● Task
Copy out verbatim the lines below, from the line with "like [(235, 53)]." up to and including the line with "[(386, 42)]".

--- Begin ---

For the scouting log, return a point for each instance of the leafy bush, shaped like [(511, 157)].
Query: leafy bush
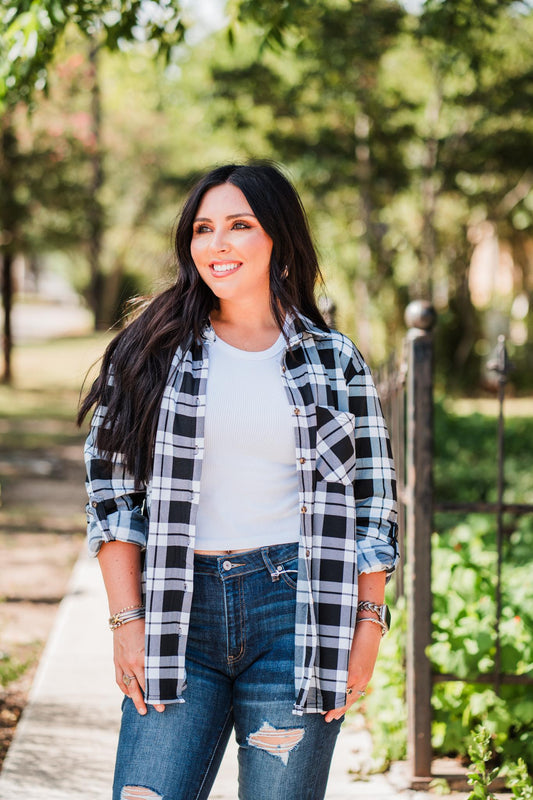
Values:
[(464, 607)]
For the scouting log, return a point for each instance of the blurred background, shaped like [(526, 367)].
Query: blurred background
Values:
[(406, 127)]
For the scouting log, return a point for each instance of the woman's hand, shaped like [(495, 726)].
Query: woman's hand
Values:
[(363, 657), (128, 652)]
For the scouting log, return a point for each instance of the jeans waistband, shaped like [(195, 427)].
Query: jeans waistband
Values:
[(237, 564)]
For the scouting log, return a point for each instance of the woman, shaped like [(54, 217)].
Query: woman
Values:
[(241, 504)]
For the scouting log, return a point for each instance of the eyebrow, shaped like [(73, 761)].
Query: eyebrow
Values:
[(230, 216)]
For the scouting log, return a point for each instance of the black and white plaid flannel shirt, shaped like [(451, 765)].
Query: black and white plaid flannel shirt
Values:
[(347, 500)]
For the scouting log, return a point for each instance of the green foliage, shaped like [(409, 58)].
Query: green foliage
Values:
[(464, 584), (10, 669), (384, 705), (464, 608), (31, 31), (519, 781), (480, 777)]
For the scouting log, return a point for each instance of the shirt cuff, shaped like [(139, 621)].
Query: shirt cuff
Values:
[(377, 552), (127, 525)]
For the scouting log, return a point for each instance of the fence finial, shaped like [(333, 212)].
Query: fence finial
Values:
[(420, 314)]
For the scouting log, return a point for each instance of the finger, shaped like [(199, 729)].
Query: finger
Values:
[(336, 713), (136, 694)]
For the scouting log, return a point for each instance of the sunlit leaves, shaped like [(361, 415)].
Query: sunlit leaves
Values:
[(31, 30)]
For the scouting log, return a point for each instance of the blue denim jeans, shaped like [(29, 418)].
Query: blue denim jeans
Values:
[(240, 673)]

--- End ---
--- Begin ---

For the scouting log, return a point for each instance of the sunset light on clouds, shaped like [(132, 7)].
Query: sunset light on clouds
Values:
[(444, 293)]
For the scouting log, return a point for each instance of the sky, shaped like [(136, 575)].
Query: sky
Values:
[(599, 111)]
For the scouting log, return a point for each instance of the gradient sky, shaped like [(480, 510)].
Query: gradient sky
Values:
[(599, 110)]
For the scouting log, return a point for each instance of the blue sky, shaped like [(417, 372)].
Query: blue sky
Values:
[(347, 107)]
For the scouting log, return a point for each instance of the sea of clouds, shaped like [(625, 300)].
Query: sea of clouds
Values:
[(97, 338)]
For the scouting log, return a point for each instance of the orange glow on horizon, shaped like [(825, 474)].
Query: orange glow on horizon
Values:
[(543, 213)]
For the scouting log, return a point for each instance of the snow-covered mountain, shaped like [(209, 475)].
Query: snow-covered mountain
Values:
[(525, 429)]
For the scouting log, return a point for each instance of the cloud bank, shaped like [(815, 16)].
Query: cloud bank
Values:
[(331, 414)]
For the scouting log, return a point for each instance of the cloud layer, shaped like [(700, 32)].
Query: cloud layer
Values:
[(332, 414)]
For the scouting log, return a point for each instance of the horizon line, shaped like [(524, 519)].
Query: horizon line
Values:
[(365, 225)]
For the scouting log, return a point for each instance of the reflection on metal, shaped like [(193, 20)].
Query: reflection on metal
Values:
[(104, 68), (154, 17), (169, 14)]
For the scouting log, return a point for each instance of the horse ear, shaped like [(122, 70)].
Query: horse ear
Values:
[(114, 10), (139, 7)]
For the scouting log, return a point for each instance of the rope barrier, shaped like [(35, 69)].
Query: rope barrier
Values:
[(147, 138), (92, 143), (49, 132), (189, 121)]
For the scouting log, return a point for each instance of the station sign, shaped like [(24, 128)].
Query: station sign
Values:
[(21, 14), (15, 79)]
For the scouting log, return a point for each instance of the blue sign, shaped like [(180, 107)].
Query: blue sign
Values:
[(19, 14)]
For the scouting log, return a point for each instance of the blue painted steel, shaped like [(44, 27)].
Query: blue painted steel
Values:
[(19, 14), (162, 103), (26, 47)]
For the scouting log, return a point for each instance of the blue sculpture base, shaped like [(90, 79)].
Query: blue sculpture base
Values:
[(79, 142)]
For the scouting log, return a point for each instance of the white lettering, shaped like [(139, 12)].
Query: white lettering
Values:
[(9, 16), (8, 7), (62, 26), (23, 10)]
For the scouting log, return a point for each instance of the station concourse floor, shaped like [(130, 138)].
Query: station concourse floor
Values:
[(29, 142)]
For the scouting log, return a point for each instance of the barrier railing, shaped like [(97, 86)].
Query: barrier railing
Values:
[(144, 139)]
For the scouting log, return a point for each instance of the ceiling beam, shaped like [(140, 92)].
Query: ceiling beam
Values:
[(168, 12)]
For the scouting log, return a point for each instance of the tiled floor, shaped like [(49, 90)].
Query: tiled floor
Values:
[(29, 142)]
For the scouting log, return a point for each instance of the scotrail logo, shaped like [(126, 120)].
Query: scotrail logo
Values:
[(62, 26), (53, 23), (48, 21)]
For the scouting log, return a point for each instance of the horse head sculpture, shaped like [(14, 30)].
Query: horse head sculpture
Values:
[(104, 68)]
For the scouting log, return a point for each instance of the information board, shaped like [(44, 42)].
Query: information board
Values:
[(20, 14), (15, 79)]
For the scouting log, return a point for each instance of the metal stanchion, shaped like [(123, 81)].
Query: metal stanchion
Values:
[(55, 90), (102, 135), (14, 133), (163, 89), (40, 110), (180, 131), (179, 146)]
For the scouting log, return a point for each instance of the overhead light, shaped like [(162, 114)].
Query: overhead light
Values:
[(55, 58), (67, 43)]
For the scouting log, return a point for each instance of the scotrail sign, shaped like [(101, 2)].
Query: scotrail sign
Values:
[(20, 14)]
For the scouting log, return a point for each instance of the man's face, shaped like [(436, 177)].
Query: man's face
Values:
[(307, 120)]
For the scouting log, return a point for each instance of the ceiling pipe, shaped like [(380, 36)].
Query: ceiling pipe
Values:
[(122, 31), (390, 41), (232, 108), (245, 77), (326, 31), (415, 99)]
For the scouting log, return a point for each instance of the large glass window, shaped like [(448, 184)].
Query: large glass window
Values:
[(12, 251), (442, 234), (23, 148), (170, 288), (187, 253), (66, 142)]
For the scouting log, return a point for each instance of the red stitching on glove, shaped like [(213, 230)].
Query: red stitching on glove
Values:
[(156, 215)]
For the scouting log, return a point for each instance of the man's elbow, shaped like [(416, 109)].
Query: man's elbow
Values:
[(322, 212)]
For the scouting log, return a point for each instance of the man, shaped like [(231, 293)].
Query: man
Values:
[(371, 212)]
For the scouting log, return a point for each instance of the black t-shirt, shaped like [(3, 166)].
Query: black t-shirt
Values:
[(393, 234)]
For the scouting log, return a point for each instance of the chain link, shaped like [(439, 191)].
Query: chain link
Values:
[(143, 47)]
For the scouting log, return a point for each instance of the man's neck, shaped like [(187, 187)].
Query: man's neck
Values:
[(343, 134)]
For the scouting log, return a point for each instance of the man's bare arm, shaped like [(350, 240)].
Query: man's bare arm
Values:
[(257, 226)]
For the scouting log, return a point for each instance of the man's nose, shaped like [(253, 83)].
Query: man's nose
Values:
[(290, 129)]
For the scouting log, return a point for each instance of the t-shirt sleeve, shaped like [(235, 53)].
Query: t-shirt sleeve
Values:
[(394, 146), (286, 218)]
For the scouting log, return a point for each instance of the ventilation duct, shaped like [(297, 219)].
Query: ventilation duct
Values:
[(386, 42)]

--- End ---
--- Begin ---

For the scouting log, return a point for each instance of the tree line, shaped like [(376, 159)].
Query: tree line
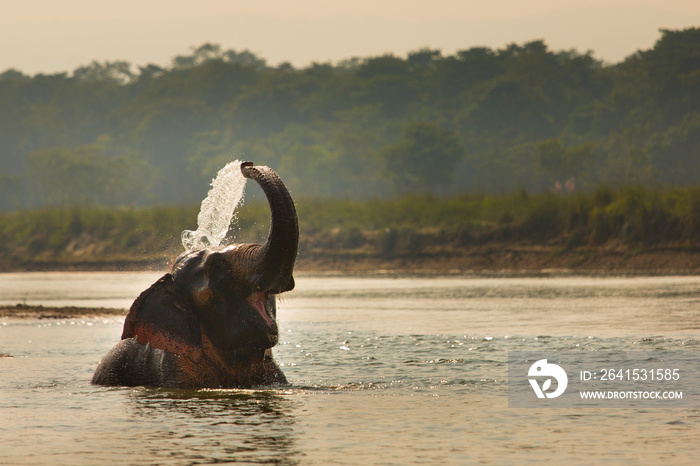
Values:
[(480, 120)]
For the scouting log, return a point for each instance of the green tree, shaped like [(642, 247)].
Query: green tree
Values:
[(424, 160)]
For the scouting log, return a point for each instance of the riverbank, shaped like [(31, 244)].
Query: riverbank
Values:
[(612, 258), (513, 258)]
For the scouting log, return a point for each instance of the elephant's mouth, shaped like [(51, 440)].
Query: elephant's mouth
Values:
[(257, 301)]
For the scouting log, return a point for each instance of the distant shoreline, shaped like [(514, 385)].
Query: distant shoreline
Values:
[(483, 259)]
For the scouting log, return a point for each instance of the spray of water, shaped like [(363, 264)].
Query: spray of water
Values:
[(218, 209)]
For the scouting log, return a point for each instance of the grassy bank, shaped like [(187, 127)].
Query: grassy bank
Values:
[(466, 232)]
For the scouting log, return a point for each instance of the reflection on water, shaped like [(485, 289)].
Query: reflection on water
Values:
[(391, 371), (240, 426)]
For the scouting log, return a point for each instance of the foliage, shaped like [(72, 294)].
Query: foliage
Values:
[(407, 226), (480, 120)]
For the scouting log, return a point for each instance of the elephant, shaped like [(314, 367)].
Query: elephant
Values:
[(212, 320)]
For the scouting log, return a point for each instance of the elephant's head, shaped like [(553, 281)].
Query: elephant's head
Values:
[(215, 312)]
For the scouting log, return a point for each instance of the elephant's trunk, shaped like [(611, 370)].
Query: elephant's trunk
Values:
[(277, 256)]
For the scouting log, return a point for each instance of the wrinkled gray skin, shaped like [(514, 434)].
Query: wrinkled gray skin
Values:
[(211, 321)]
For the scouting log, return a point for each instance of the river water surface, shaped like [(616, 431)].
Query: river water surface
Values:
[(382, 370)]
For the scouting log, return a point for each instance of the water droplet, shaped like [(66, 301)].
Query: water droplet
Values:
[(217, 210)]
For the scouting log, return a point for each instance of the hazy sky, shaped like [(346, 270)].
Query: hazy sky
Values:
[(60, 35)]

--- End ---

● Answer
For the scouting log, return a point for each instance of the t-shirt sleeve, shaped like [(235, 53)].
Query: t-shirt sleeve
Values:
[(394, 146), (286, 218)]
For the scouting log, return a point for each instance of the ventilation duct, shaped like [(297, 219)].
Query: ventilation duct
Values:
[(386, 42)]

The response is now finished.